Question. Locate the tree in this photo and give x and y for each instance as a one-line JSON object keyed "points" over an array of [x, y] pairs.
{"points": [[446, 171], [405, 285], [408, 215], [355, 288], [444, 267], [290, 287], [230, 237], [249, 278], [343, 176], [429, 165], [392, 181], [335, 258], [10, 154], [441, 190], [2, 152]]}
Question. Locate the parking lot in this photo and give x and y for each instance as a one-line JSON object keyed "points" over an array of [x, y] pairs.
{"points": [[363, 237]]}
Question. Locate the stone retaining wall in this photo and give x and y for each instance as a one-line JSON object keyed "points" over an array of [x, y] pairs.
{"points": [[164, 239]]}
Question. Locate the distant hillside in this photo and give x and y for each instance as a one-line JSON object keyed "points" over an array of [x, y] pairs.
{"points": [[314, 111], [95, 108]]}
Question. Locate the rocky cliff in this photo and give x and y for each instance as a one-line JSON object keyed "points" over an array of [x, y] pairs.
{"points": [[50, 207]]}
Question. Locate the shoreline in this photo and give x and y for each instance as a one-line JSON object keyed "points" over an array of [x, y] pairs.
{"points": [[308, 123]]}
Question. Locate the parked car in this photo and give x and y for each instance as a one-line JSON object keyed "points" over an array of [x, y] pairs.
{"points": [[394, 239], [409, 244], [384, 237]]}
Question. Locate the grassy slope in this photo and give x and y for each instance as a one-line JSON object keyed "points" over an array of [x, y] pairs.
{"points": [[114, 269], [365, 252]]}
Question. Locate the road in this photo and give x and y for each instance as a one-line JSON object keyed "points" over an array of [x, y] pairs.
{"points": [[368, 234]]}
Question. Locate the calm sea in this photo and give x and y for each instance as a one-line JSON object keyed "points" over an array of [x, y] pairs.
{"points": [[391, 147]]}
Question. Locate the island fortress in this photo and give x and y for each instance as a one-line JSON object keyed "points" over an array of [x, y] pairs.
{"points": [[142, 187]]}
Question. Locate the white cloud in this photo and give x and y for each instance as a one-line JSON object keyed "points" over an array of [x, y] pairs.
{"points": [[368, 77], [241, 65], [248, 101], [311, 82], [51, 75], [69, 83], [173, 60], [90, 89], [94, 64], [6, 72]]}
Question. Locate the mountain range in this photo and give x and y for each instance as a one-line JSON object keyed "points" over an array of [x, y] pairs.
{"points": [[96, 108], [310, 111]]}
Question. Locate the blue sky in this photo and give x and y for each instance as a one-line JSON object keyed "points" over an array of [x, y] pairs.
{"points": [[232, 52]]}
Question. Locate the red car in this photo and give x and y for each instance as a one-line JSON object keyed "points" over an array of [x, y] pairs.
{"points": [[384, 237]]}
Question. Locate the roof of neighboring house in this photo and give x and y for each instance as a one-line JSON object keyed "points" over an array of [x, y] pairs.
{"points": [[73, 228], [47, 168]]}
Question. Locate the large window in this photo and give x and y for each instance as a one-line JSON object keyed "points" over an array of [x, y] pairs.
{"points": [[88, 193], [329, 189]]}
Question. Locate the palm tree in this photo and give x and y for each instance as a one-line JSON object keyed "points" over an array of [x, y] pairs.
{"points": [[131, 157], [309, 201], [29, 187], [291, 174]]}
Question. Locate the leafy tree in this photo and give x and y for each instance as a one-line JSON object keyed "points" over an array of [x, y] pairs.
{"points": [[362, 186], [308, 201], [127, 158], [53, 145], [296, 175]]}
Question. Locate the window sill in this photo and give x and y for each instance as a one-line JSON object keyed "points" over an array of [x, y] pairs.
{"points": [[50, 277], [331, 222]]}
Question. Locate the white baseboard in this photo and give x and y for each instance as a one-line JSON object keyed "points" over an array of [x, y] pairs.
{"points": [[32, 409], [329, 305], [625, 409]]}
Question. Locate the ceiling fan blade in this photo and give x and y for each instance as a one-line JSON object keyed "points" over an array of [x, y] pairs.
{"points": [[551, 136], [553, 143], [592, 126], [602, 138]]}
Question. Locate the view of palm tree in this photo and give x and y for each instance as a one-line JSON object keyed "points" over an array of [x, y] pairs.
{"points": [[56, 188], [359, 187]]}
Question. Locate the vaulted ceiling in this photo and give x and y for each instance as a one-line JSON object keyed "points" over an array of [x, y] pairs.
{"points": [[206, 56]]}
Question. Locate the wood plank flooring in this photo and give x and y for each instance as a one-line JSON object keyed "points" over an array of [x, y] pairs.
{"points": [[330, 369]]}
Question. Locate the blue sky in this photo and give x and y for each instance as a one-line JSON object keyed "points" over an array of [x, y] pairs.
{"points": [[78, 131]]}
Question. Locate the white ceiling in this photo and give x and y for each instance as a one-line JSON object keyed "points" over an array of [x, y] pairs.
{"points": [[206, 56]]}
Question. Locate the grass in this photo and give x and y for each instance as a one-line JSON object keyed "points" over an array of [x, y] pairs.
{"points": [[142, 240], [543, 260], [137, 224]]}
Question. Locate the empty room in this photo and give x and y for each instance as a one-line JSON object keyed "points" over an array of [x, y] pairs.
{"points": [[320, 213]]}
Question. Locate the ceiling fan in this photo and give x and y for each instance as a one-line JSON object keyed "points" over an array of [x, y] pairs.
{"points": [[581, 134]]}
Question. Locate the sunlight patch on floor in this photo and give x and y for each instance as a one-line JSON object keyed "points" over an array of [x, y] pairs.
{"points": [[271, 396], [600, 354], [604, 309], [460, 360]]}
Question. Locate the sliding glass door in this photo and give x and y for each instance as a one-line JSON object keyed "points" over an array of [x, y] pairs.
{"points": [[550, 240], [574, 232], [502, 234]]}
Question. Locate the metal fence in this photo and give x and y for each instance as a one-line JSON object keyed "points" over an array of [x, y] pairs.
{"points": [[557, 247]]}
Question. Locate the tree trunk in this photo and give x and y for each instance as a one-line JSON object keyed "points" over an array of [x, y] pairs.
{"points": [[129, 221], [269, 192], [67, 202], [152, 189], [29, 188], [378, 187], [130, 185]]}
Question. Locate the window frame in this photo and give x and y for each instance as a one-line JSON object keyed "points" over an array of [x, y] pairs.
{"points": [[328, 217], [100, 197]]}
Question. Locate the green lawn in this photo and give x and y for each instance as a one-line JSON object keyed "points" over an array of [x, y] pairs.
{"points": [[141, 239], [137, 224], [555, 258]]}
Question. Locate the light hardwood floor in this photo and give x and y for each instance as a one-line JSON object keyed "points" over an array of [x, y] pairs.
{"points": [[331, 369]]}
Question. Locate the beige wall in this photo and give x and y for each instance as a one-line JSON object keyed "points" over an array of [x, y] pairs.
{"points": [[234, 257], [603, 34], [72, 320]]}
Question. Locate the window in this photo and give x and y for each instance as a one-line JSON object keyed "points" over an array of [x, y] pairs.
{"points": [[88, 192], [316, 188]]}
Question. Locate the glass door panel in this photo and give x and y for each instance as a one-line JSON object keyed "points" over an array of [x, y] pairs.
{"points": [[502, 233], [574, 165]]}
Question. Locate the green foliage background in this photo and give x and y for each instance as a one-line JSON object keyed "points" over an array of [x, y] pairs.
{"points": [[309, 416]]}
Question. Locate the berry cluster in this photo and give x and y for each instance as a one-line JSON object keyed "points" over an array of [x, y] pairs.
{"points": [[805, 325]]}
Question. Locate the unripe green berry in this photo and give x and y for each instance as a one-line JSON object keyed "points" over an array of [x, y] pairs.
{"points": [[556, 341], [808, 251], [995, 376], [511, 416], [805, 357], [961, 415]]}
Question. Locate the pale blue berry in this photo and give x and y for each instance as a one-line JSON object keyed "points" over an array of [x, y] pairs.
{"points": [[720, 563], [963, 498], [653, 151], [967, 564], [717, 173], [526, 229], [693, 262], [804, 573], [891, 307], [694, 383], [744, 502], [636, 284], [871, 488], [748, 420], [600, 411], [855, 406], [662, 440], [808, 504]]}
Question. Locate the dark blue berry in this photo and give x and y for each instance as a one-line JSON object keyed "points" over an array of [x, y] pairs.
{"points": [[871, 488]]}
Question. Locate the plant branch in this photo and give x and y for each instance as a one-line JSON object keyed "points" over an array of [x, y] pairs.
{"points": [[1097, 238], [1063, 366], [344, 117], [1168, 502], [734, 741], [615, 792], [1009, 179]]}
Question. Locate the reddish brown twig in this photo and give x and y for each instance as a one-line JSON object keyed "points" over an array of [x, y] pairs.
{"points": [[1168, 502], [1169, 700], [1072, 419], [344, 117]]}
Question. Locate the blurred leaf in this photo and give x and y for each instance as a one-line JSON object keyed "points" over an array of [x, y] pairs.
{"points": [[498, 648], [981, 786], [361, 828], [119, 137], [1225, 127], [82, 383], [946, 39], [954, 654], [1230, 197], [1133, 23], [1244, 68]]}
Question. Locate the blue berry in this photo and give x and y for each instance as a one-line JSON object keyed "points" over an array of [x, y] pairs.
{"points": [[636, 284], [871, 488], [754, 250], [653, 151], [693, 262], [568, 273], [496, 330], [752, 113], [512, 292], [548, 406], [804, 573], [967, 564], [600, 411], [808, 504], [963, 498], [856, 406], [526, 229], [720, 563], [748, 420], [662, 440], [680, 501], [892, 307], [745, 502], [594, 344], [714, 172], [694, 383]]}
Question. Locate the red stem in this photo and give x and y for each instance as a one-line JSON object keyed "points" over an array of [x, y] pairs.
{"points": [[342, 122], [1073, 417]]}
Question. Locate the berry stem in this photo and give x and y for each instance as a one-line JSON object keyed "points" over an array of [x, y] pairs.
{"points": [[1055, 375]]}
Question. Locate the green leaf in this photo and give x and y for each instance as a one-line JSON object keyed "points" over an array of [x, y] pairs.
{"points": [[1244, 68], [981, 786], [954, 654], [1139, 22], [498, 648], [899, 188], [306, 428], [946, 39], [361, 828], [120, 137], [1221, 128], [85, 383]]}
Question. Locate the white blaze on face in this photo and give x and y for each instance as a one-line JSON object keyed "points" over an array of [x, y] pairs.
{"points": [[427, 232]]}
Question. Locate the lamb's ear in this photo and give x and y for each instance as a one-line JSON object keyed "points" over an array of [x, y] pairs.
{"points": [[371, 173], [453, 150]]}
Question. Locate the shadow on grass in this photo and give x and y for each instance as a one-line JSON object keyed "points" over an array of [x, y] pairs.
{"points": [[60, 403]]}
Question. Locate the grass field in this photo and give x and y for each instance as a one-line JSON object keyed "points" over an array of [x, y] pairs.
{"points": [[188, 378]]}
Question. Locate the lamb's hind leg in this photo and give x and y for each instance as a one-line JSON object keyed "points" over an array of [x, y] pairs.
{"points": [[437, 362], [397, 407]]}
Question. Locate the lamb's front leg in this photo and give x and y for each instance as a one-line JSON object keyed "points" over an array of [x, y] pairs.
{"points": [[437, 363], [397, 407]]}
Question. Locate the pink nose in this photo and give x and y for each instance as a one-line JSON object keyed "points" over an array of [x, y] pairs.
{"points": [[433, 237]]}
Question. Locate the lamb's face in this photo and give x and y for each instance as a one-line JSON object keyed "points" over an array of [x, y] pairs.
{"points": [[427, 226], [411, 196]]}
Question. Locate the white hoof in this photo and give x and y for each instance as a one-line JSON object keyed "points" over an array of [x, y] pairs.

#### [Task to complete]
Return exactly the lines from the line holding "Question. Locate the lamb's front" to the last line of the data, with both of those lines included and nothing added.

#### [Solution]
Question. Locate the lamb's front leg in this photo and give x and y for each instance as a one-line JSON object keyed "points" over an array of [x, y] pairs.
{"points": [[437, 363], [397, 407]]}
Question. Locate the pink nose in this photo and give x and y for each instance as a one-line JSON object keyed "points" over an array of [x, y] pairs.
{"points": [[433, 237]]}
Question. Locate the lamb's face in this photo and give x and y for each instance as a one-line JSON object keyed "points" over an array of [x, y] pairs.
{"points": [[427, 226], [411, 196]]}
Question. Locate the white hoof in this photo and give x and y for each instance as a one-line JSON object keyed "points" over an array of [x, y] pairs.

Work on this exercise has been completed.